### WHAT YOU WILL DO
Please copy the listing below again, starting with the line containing "of the mustache" and going on through the end of the listing, keeping every line in full. Add 15 to each number in the coordinates given as answers.

____ DATA PROVIDED

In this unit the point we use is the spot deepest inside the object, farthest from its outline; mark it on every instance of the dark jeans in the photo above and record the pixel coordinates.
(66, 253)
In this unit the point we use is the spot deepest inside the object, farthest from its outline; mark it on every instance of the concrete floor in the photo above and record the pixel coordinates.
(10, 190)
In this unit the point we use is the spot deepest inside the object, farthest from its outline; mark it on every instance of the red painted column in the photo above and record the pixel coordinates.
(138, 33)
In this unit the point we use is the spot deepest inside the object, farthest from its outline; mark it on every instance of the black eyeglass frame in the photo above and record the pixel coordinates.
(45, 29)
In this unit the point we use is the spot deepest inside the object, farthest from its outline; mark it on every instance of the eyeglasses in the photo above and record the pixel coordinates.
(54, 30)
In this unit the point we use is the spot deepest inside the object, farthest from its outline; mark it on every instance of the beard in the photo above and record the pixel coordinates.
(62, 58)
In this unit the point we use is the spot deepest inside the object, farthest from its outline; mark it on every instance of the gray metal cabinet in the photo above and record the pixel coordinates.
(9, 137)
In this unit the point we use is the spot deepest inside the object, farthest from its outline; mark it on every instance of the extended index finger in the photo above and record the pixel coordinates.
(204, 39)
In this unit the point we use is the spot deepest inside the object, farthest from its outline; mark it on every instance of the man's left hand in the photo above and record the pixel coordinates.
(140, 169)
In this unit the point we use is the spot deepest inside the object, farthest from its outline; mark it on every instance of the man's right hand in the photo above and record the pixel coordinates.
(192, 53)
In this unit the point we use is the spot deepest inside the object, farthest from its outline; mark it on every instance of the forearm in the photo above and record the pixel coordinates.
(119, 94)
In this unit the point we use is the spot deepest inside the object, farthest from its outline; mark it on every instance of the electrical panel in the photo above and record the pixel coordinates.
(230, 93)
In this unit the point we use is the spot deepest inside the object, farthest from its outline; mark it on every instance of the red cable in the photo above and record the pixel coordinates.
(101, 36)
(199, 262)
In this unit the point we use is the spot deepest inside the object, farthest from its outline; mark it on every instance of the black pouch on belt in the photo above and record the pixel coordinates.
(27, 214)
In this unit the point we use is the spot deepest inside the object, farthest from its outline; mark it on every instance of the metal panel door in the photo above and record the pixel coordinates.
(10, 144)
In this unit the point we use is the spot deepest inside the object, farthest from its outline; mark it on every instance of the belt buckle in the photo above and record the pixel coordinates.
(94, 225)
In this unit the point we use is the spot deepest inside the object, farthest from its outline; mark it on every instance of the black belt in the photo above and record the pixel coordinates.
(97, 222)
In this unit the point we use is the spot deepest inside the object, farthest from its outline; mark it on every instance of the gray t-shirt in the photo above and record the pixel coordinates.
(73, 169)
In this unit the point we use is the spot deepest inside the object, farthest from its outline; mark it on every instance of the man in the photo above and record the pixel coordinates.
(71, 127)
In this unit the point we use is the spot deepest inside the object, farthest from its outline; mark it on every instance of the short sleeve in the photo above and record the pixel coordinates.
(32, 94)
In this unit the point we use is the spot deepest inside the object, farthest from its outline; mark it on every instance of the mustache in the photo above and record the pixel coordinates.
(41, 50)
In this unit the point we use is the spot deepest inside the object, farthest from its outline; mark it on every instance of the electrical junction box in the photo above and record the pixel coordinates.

________

### THE RESULT
In this unit the point we use is the spot deepest inside the object, farthest from its outline; mark it on every instance of the mustache in the photo above and record the pixel coordinates.
(56, 65)
In this unit the point we use is the spot deepest inside the object, farthest from its outline; mark it on every instance of the electrical junction box in the photo above and record the pixel coordinates.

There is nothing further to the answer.